TEXT SEGMENT

How Does Slack Use Terraform?
Originally published at https://slack.engineering on October 25, 2022.
At Slack, we use Terraform for managing our Infrastructure, which runs on AWS, DigitalOcean, NS1, and GCP. Even though most of our infrastructure is running on AWS, we have chosen to use Terraform as opposed to using an AWS-native service such as CloudFormation so that we can use a single tool across all of our infrastructure service providers. This keeps the infrastructure-as-code syntax and deployment mechanism universal. In this post, we’ll have a look at how we deploy our infrastructure using Terraform at Slack.
Evolution of our Terraform state files
Slack started with a single AWS account; all of our services were located in it. In the early days, our Terraform state file structure was very simple: We had a single state file per AWS region and a separate state file for global services, such as IAM and CloudFront.
├── aws-global │ └── cloudfront │ ├── services.tf │ ├── terraform_state.tf │ ├── variables.tf │ └── versions.tf ├── us-east-1 │ ├── services.tf │ ├── terraform.tfvars │ ├── terraform_state.tf │ ├── variables.tf │ └── versions.tf ├── us-west-2 │ ├── services.tf │ ├── terraform.tfvars │ ├── terraform_state.tf │ ├── variables.tf │ └── versions.tf ├── ap-southest-2 │ ├── services.tf │ ├── terraform.tfvars │ ├── terraform_state.tf │ ├── variables.tf │ └── versions.tf └── digitalocean-sfo1 ├── services.tf ├── terraform.tfvars ├── terraform_state.tf ├── variables.tf └── versions.tf
There were identical setups for both production and development environments, however as we started to grow, having all our AWS services in a single account was no longer feasible. Tens of thousands of EC2 instances got built, and we started to run into various AWS rate limits. The AWS EC2 console was unusable in `us-east-1` where a bulk of our workload is located. Also due to the sheer number of teams we have, it was very difficult to manage access control in a single AWS account. This is when we decided to build dedicated AWS accounts for certain teams and services. I have written two other blog posts detailing this progress in Building the Next Evolution of Cloud Networks at Slack and Building the Next Evolution of Cloud Networks at Slack — A Retrospective.

DATA SUPPLIED
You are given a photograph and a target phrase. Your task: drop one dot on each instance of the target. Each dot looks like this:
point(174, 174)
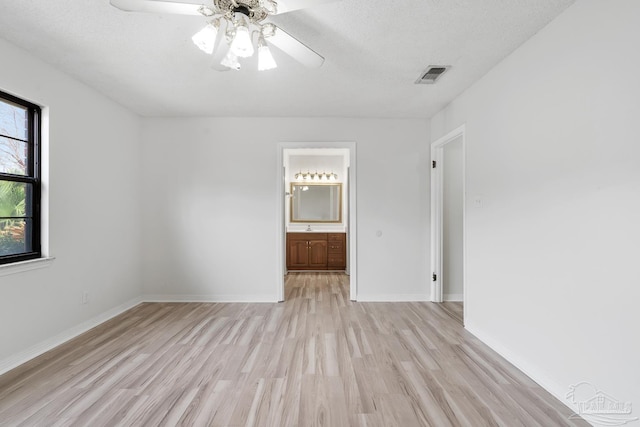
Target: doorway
point(448, 222)
point(317, 152)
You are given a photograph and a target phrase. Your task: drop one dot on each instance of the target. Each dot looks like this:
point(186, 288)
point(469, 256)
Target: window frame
point(33, 177)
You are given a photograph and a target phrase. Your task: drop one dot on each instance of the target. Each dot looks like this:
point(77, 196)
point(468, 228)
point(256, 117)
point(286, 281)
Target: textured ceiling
point(374, 50)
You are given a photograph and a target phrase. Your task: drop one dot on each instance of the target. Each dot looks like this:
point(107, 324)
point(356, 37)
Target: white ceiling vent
point(432, 73)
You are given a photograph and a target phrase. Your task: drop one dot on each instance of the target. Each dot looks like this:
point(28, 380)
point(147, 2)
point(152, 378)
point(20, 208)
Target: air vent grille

REQUEST 1
For each statement, say yes or no on whether it agrees with the post on Slack's use of Terraform, and quote the words from the post that decide it. (a) Most of Slack's infrastructure runs on AWS. (b) Slack picked CloudFormation as its single tool across providers. (c) Early on, Slack kept one state file covering all AWS regions.
REQUEST 2
Please carry on the post on Slack's use of Terraform from its last sentence.
The records have no connection to the post on Slack's use of Terraform.

ANSWER 1
(a) Yes: "most of our infrastructure is running on AWS"
(b) No: "we have chosen to use Terraform as opposed to using an AWS-native service such as CloudFormation"
(c) No: "We had a single state file per AWS region and a separate state file for global services, such as IAM and CloudFront."

ANSWER 2
Using Jenkins as a deployment mechanism, once a change is merged to a given state file, we could trigger the corresponding Jenkins pipeline to deploy the change. These pipelines have two stages: one for planning and the other for applying. The planning stage is used to help us validate what the application stage is going to do. We also chain these state files, so we must apply changes in the sandbox and the development environment before proceeding to production environments.
Back in the day, managing the underlying Infrastructure, the Terraform code base, and the state files was the responsibility of the central Ops team. As we started building more child accounts for teams at Slack, the number of Terraform state files grew significantly. Today we no longer have a centralized Ops team. The Cloud Foundations team which I am part of is responsible for managing the Terraform platform, and the Terraform states and pipelines have become the responsibility of service owners. Today we have close to 1,400 Terraform state files owned by different teams. The Cloud Foundations team manages the Terraform versions, provider versions, a set of tools for managing Terraform, and a number of modules that provide basic functionality.
Today we have a state file per region in each child account, and a separate state file for global services such as IAM and CloudFront. However we also tend to build separate isolated state files for larger services, so we can keep the number of resources managed by a single state file to a minimum. This speeds up the deployment time and is safer to make changes to smaller state files as the number of impacted resources is lower.
We use Terraform’s AWS S3 backend to store all our Terraform states in a version-controlled S3 bucket under different paths. We also make use of the state-locking and consistency-checking feature backed by DynamoDB. Having the S3 bucket object versioning enabled on this bucket allows us to roll back to an older version of the state easily.
Where do we run Terraform?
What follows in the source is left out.